**Dataset records**
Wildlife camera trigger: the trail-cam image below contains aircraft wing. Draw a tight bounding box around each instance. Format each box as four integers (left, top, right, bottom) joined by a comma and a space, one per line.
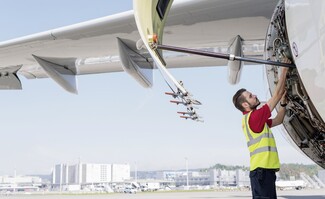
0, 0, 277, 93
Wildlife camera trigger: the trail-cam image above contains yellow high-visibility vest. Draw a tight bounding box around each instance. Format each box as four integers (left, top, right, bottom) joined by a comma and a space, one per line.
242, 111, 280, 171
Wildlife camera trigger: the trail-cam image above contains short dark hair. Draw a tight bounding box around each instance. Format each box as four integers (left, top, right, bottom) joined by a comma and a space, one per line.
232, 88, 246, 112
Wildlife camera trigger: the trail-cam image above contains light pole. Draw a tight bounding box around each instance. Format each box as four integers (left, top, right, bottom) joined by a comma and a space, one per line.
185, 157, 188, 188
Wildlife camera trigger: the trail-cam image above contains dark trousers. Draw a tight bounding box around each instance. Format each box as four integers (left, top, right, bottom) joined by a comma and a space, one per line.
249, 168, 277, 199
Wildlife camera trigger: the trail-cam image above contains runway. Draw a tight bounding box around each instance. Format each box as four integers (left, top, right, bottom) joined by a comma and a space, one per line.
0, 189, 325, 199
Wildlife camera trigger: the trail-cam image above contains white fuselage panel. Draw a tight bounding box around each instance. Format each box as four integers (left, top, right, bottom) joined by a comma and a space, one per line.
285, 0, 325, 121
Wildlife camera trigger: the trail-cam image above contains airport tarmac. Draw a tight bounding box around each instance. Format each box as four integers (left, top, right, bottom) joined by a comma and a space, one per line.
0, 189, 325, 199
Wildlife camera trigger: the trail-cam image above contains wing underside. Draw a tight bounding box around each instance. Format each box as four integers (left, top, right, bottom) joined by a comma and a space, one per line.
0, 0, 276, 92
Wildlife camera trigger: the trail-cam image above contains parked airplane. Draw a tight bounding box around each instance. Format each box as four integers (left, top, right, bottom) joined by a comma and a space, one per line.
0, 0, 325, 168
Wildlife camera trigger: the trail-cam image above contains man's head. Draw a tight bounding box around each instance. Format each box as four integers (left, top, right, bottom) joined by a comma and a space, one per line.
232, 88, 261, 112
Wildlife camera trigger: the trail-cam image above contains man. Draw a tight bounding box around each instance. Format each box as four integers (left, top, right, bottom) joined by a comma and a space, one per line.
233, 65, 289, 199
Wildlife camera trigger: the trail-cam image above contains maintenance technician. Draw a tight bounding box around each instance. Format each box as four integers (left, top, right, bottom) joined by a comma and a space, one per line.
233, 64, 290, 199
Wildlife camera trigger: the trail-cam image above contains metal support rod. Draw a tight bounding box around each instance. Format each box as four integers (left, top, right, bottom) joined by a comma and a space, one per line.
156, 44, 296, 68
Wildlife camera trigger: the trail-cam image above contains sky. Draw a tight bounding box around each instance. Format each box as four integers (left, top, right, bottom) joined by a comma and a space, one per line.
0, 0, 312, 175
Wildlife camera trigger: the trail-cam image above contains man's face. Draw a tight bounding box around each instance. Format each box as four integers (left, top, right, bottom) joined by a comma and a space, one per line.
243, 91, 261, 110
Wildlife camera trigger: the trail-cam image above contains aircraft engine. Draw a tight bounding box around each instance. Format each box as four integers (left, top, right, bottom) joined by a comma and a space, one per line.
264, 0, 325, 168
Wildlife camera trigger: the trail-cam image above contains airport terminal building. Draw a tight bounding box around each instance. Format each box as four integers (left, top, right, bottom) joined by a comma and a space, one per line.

**Requirements**
Put all of the lines above into a numbered list, skipping any blank lines and leaving out the pictures.

**Solution for this task**
1. Wildlife camera trigger: the trail-cam image below contains aircraft wing. Draw a tight bounding box around each instance. Format each box as four integers (left, top, right, bottom) joined by a comma and a space, one per line.
2. 0, 0, 277, 93
3. Wildlife camera trigger: the trail-cam image above contains yellow high-visibility vest. Draw a tight bounding box around each instance. Format each box as four integers (left, top, right, bottom) joined by a comma and a space, one per line.
4. 242, 111, 280, 171
5. Wildlife camera trigger: the trail-cam image above contains short dark hair. Draw a tight bounding box around each instance. Format each box as four integers (left, top, right, bottom) joined by a comma and a space, one per line.
6. 232, 88, 246, 112
7. Wildlife camera trigger: the trail-cam image above contains light pole. Draw a tight bounding box around each instance. Format each box as four integers (left, top, right, bottom) joined by a comma and a space, one per line.
8. 185, 157, 188, 188
9. Wildlife camera trigger: the trail-cam image above contains dark trousers. Draw a tight bounding box around each instance. Format each box as four integers (left, top, right, bottom) joined by a comma and a space, one per line.
10. 249, 168, 277, 199
11. Wildlife camera trigger: the trail-cam image above contains runway. Draw a tight bounding box around each instance. Format each box as four integers (left, top, right, bottom) joined by a comma and a space, one per line.
12. 0, 189, 325, 199
13. Wildlife camera trigger: the trail-cam image above contains white fuselage panel. Draw a tight bounding box around each instance. Format each box as four integers (left, top, right, bottom) joined by a comma and a space, one per line.
14. 285, 0, 325, 121
15. Wildlife camera trigger: the trail-cam image above contains airport tarmac. Draw a tight bounding box around each instance. Format each box as four integers (left, top, right, bottom) joined by a comma and a space, one per line.
16. 0, 189, 325, 199
17. Wildlife camera trigger: the trail-cam image above contains wing underside. Draw a tight bounding box around each instance. Format each box as four integers (left, top, right, bottom) joined by a comma and a space, one per line.
18. 0, 0, 276, 92
19. Wildlife camera trigger: the trail-cam image above contains parked airplane. Draw a tight bounding box around each instance. Format each box as four integers (left, top, right, bottom) joined by a comma and a space, one per line.
20. 0, 0, 325, 168
21. Wildlife camera trigger: the trail-cam image above contains man's head. Draw a tight bounding box around each instance. Format each box as four integers (left, top, right, bottom) joined by a comma and a space, one per line.
22. 232, 88, 261, 112
23. Wildlife camera trigger: the trail-cam image above contains man. Draw a tight bounding box around each instance. Format each box as four integers (left, top, right, bottom) joined by a comma and a space, one per line.
24. 233, 65, 289, 199
25. Wildlife camera trigger: the trail-cam image above contains maintenance technician. Draw a tight bounding box around each instance. Format each box as four integers (left, top, right, bottom) joined by a comma and a space, one per line.
26. 233, 64, 290, 199
27. Wildlife camera trigger: the trail-cam image above contains metal support rod. Draw a tight bounding box around each instance. Format each box as four integers (left, top, right, bottom) joined by a comma and a space, one per line.
28. 156, 44, 296, 68
29. Wildlife camera trigger: the trail-cam image above contains sky. Draw a tight bounding box around each instance. Format each box as four integers (left, top, right, bottom) joined by a comma and a space, one per line.
30. 0, 0, 312, 175
31. Wildlife camera trigger: the trail-cam image above contains man's face. Draw a tight bounding box around each instance. Format each box as four integers (left, top, right, bottom) joined by a comma and a space, one per line.
32. 243, 91, 261, 110
33. Wildlife camera trigger: the trail-cam image above contains aircraft engine. Draw a tight bounding box around each instance. Format each box as four integers (left, top, right, bottom) joined by a comma and a space, one per line.
34. 264, 0, 325, 168
35. Wildlife camera trigger: the trail-cam image above contains airport terminal building. Draw a tight bounding box around each instance. Format each box as four integers (left, top, right, bottom) joined by a comma and a space, one per line.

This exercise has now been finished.